#### Reading passage
Mary Edwards Walker with her Medal of Honor
This
story is as unique as they come. It involves a woman who was ahead of
her time in many ways, who offered herself in service of the nation
voluntarily during the Civil War and won the nation’s highest military
honor, the Medal of Honor. She is first and only woman to have been
awarded the Medal of Honor in our nation’s entire history.
From the Family Farm to the Front Lines
Her
name was Mary Edwards Walker. She was born in Oswego, New York on
November 26 1832. She was the youngest of five daughters and had a
younger brother. She was educated at the school her mother taught at and
later taught there herself to earn money to be able to attend medical
school at Syracuse Medical College. She married a fellow medical student
and upon graduation they set up a medical practice together in Rome,
NY. Because she was female and female doctors, at the time, were not
trusted or respected by the general population, their practice did not
flourish. Their marriage ended in divorce after thirteen years.

#### Apply what you read
[A] Where did Mary Edwards Walker attend medical school, according to the passage about her?
[B] Write out the passage about Mary Edwards Walker from "From the Family" up to and including "after thirteen years.".

#### Excerpted records
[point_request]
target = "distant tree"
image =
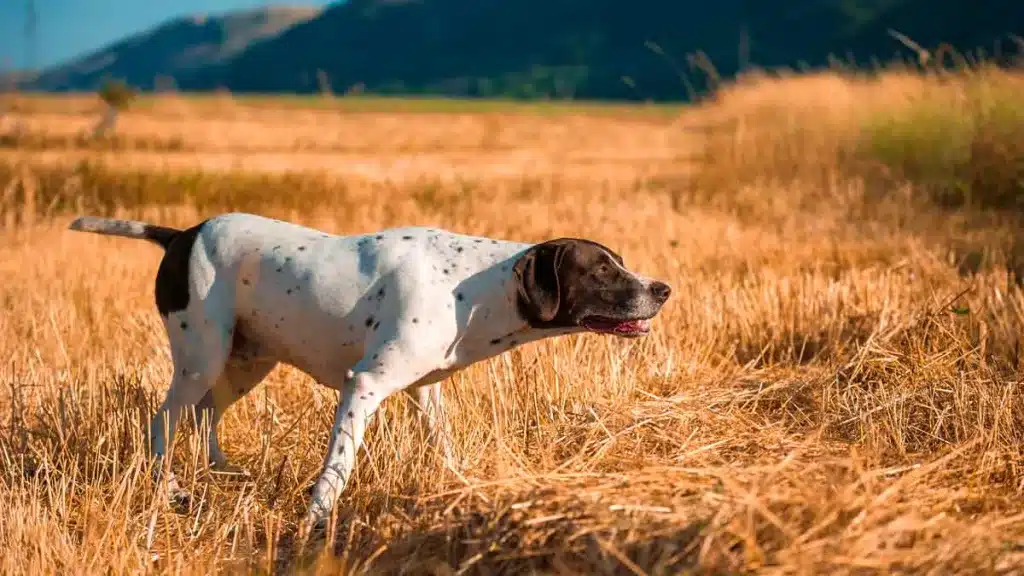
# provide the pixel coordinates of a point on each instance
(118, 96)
--
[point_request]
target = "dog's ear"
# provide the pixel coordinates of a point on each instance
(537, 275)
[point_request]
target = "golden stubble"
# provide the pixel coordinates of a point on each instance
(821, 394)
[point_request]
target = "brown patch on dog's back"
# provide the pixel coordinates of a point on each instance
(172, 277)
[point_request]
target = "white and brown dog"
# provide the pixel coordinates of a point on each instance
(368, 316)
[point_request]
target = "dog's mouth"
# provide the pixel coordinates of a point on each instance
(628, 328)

#### Solutions to the tasks
[A] Syracuse Medical College

[B]
From the Family Farm to the Front Lines
Her
name was Mary Edwards Walker. She was born in Oswego, New York on
November 26 1832. She was the youngest of five daughters and had a
younger brother. She was educated at the school her mother taught at and
later taught there herself to earn money to be able to attend medical
school at Syracuse Medical College. She married a fellow medical student
and upon graduation they set up a medical practice together in Rome,
NY. Because she was female and female doctors, at the time, were not
trusted or respected by the general population, their practice did not
flourish. Their marriage ended in divorce after thirteen years.